━━━ Quoted passage

Roscoe Pound Professor of Law James Vorenberg, the ninth dean of Harvard Law School, former Watergate associate special prosecutor, and first chair of the Massachusetts State Ethics Commission, died on April 12, 2000, of cardiac arrest.
“The Law School has lost one of its greatest citizens,” said Law School Dean Robert C. Clark.
“Jim Vorenberg will be remembered not only as an outstanding dean and a brilliant lawyer, but as a wonderful human being, someone whose constant devotion to his students and colleagues has left an imprint that will last for generations. He led by example, and all of us who knew him will miss his wisdom, his friendship, and his deep humanity,” said President Neil L. Rudenstine.
Vorenberg received his A.B. magna cum laude from Harvard College in 1948 and the J.D. from Harvard Law School in 1951, where he received the Sears Prize for the highest grades in his first-year class and served as president of the Harvard Law Review.

━━━━━━
━━━ Records supplied

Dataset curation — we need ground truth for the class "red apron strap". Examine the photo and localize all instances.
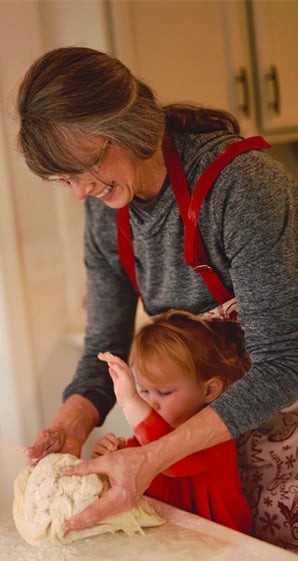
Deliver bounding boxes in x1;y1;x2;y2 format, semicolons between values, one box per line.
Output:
117;135;271;304
117;206;141;296
163;135;233;304
184;136;271;267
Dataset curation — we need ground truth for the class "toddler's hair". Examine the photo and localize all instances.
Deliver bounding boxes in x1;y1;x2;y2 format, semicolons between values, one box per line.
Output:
130;310;251;389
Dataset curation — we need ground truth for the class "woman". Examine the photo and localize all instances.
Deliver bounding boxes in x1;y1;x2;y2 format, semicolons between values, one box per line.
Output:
18;47;298;548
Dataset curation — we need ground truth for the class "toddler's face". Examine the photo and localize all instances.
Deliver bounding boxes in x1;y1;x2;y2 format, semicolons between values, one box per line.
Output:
135;357;205;428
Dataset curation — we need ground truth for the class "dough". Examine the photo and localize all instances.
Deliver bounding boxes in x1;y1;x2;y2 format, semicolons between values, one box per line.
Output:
13;454;164;546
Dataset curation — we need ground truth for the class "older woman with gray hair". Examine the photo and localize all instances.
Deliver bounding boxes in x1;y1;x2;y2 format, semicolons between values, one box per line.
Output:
18;47;298;548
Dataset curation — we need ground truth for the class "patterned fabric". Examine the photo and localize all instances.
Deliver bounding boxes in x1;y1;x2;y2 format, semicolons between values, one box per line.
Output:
237;401;298;553
202;298;298;553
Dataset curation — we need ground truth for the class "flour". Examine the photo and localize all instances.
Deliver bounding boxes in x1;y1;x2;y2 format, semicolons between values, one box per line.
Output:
13;454;164;546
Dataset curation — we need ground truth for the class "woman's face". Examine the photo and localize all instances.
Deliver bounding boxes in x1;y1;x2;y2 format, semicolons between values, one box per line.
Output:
135;356;206;428
49;137;164;208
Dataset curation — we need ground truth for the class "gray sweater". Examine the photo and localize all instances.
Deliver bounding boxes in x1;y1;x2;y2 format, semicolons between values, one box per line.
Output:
64;132;298;437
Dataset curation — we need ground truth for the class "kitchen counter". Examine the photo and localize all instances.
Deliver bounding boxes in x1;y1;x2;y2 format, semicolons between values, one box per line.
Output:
0;440;297;561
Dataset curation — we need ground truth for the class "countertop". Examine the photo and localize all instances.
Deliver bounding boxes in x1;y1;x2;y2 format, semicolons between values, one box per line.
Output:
0;440;297;561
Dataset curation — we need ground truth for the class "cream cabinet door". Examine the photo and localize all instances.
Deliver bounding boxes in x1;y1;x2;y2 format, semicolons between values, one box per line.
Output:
249;0;298;133
111;0;231;110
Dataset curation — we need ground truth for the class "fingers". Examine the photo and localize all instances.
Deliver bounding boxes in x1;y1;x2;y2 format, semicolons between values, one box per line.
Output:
25;429;65;467
92;433;119;458
97;352;127;367
64;489;132;535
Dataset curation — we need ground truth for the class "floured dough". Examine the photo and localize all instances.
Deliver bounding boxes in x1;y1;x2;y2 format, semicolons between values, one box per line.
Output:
13;454;164;546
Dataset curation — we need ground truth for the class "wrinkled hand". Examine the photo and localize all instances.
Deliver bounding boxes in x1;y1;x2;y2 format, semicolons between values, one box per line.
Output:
25;395;99;467
64;446;158;534
97;352;138;407
91;432;125;458
25;428;82;467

━━━━━━

Work instructions - Please rewrite the part of the text about James Vorenberg that opens with the words containing "Roscoe Pound Professor" and closes with "Neil L. Rudenstine.", replacing "wisdom" with "judgment". Rely only on the text about James Vorenberg for this.

Task result -
Roscoe Pound Professor of Law James Vorenberg, the ninth dean of Harvard Law School, former Watergate associate special prosecutor, and first chair of the Massachusetts State Ethics Commission, died on April 12, 2000, of cardiac arrest.
“The Law School has lost one of its greatest citizens,” said Law School Dean Robert C. Clark.
“Jim Vorenberg will be remembered not only as an outstanding dean and a brilliant lawyer, but as a wonderful human being, someone whose constant devotion to his students and colleagues has left an imprint that will last for generations. He led by example, and all of us who knew him will miss his judgment, his friendship, and his deep humanity,” said President Neil L. Rudenstine.